▶ _WORK TO COMPLETE_: Where in the records does the word "black" appear? Copy each line that holds it.

Annotated photo localization data
►

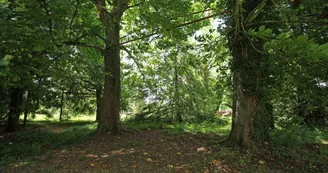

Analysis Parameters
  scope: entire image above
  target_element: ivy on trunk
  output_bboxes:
[227,0,272,147]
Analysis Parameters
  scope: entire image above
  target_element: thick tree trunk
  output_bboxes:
[5,88,24,132]
[97,47,121,135]
[95,0,129,136]
[228,0,270,147]
[229,72,258,147]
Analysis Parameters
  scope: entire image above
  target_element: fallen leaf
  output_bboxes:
[167,165,174,169]
[143,152,149,155]
[87,154,98,158]
[184,169,190,173]
[101,154,108,158]
[90,163,95,167]
[203,169,209,173]
[133,164,137,168]
[259,160,265,164]
[197,147,206,152]
[146,158,153,162]
[176,152,182,155]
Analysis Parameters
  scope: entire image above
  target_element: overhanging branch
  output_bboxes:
[246,20,328,27]
[121,46,146,79]
[116,11,228,48]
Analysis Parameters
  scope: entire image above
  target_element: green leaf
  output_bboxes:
[0,59,9,67]
[317,43,328,51]
[33,46,44,52]
[276,32,291,40]
[296,35,308,44]
[259,25,265,32]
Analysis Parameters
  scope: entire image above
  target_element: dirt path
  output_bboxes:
[3,130,233,173]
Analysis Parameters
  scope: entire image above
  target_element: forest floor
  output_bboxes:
[1,121,328,173]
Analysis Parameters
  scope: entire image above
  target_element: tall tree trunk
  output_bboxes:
[173,65,182,122]
[94,0,129,136]
[23,91,30,127]
[96,86,102,122]
[23,110,28,127]
[59,91,64,121]
[228,0,270,147]
[5,88,24,132]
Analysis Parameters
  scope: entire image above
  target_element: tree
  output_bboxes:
[89,0,129,135]
[88,0,212,135]
[224,0,328,147]
[225,0,273,147]
[0,0,89,130]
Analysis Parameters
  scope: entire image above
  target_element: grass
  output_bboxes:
[123,117,231,136]
[0,121,97,166]
[27,113,96,123]
[268,125,328,172]
[271,125,328,147]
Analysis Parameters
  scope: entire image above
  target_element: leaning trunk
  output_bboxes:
[5,88,24,132]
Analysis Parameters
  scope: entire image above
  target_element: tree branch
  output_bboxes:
[246,20,328,27]
[40,0,53,35]
[126,2,142,10]
[116,11,228,48]
[121,46,146,79]
[69,0,80,39]
[94,33,106,42]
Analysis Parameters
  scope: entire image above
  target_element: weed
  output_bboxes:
[78,156,87,162]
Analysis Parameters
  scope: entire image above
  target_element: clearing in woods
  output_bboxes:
[1,121,327,173]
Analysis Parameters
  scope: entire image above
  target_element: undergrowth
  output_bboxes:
[1,118,328,172]
[0,123,97,166]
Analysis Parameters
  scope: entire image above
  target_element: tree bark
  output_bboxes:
[227,0,270,147]
[229,67,259,147]
[94,0,129,136]
[5,88,24,132]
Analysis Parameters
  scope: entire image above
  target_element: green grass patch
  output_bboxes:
[124,118,231,136]
[0,122,97,166]
[271,125,328,147]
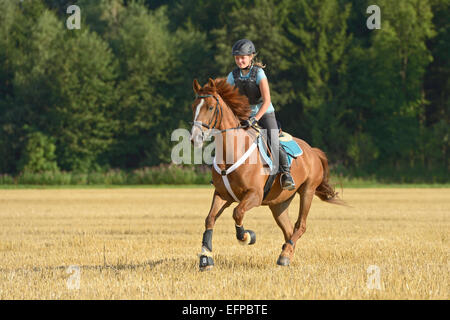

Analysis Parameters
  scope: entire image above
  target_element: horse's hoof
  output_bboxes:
[238,230,256,245]
[247,230,256,245]
[200,265,214,272]
[199,255,214,271]
[277,255,290,266]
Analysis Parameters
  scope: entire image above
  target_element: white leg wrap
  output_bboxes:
[198,246,213,257]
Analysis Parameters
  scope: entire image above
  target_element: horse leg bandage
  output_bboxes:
[199,230,214,270]
[199,254,214,269]
[202,229,213,252]
[235,224,246,241]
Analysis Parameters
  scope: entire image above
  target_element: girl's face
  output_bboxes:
[234,54,252,69]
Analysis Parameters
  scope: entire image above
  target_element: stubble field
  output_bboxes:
[0,187,448,299]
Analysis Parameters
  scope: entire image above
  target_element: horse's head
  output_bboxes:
[190,78,222,148]
[190,77,251,148]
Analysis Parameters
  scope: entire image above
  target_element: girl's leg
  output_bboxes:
[258,112,295,190]
[258,112,280,174]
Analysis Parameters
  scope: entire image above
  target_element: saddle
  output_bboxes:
[253,125,303,199]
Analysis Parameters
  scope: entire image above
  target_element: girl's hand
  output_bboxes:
[242,116,258,128]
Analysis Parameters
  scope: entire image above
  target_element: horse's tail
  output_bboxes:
[312,148,347,206]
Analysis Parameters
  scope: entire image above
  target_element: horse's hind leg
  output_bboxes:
[278,182,316,266]
[269,195,295,242]
[269,196,296,265]
[199,191,231,271]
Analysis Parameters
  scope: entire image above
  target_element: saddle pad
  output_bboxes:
[281,139,303,167]
[257,134,303,170]
[257,135,273,172]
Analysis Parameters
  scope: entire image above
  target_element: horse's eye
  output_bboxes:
[208,106,214,111]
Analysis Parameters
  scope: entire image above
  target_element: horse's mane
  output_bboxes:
[199,78,251,121]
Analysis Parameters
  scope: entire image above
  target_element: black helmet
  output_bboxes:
[231,39,256,56]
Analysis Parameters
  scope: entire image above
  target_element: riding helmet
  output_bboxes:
[231,39,256,56]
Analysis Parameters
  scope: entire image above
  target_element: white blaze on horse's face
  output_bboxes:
[193,99,204,122]
[190,99,207,148]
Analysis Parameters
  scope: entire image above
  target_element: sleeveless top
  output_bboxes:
[226,65,274,117]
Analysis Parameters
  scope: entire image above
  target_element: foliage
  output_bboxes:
[18,130,59,173]
[0,0,448,182]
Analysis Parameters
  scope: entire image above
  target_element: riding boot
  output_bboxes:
[279,146,295,190]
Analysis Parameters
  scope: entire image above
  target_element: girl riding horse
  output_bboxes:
[227,39,295,190]
[190,76,344,270]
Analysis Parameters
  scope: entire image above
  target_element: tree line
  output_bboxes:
[0,0,448,182]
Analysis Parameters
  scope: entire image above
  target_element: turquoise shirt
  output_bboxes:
[226,66,275,117]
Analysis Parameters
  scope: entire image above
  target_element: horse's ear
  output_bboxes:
[208,78,216,90]
[193,79,201,94]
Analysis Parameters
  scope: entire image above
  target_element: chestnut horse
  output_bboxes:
[190,78,343,270]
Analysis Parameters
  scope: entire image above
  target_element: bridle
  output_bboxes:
[191,94,222,131]
[190,94,247,135]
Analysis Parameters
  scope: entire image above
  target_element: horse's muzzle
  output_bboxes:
[190,126,204,148]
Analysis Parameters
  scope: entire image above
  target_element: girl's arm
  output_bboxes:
[254,77,271,120]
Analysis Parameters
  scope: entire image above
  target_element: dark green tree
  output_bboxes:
[343,0,435,171]
[1,0,117,172]
[280,0,352,158]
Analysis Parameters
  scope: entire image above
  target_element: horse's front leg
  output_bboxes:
[199,191,231,271]
[233,189,262,246]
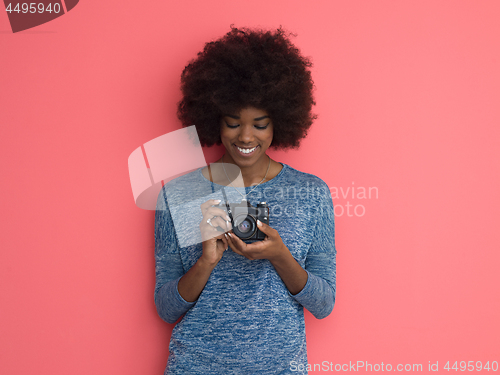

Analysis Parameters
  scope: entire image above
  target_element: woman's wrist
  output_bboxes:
[197,254,220,269]
[269,246,308,295]
[178,256,217,302]
[268,243,292,266]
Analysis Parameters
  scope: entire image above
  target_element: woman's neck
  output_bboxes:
[203,153,282,188]
[229,154,271,186]
[220,153,271,187]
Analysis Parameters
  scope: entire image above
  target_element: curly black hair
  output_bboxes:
[177,26,317,150]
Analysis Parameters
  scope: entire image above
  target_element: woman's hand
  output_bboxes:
[224,220,288,263]
[177,199,232,303]
[225,219,308,295]
[199,199,232,266]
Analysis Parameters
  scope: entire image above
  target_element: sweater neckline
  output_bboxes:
[198,162,288,190]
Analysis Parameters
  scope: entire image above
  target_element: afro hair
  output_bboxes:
[177,26,317,149]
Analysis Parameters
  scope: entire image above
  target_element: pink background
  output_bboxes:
[1,1,499,374]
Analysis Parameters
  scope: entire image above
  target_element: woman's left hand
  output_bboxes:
[227,219,308,295]
[224,220,288,262]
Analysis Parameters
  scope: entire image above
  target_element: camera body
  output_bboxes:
[215,200,269,241]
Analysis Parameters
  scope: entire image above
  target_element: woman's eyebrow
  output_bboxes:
[224,114,270,121]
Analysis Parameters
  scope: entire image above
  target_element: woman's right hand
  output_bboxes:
[177,199,232,302]
[199,199,232,266]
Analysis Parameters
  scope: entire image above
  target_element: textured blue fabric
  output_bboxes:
[154,163,336,374]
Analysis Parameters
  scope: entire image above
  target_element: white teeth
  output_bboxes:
[237,146,257,154]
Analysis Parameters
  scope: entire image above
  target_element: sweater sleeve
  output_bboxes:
[154,188,196,324]
[290,186,336,319]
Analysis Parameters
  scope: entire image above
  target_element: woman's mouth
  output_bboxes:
[234,144,259,156]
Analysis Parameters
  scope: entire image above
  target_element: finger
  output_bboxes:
[204,207,231,222]
[225,233,245,257]
[202,210,231,233]
[201,220,227,237]
[227,233,255,260]
[256,220,275,237]
[208,216,228,231]
[200,218,218,234]
[227,231,245,247]
[200,199,223,217]
[244,240,266,252]
[201,227,221,242]
[200,199,221,211]
[220,235,228,249]
[225,232,252,258]
[224,232,238,251]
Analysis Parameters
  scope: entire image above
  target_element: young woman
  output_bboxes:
[154,26,336,374]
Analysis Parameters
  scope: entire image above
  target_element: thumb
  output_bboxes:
[256,219,273,235]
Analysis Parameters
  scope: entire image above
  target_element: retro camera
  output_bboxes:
[215,199,269,241]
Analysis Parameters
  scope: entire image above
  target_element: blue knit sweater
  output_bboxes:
[154,163,336,374]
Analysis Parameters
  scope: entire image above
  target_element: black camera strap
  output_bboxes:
[221,188,234,223]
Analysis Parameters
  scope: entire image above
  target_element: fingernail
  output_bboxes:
[214,199,221,203]
[257,220,262,226]
[228,232,232,237]
[225,215,231,221]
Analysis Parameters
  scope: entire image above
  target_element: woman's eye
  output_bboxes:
[255,123,269,130]
[224,121,269,129]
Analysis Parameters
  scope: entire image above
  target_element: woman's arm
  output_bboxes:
[154,256,195,324]
[267,246,308,295]
[242,218,336,319]
[289,253,336,319]
[176,254,217,302]
[155,195,230,322]
[176,199,231,301]
[290,190,336,319]
[154,190,196,323]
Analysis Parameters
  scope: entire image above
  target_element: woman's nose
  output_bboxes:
[238,125,254,144]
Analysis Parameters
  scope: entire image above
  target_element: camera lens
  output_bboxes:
[238,219,252,233]
[233,214,256,239]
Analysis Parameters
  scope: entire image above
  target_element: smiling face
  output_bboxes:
[220,107,274,169]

◄

▶ _RESPONSE TO THE EXERCISE_:
  target_element: black helmet
  target_element: curly black hair
  target_element: black camera strap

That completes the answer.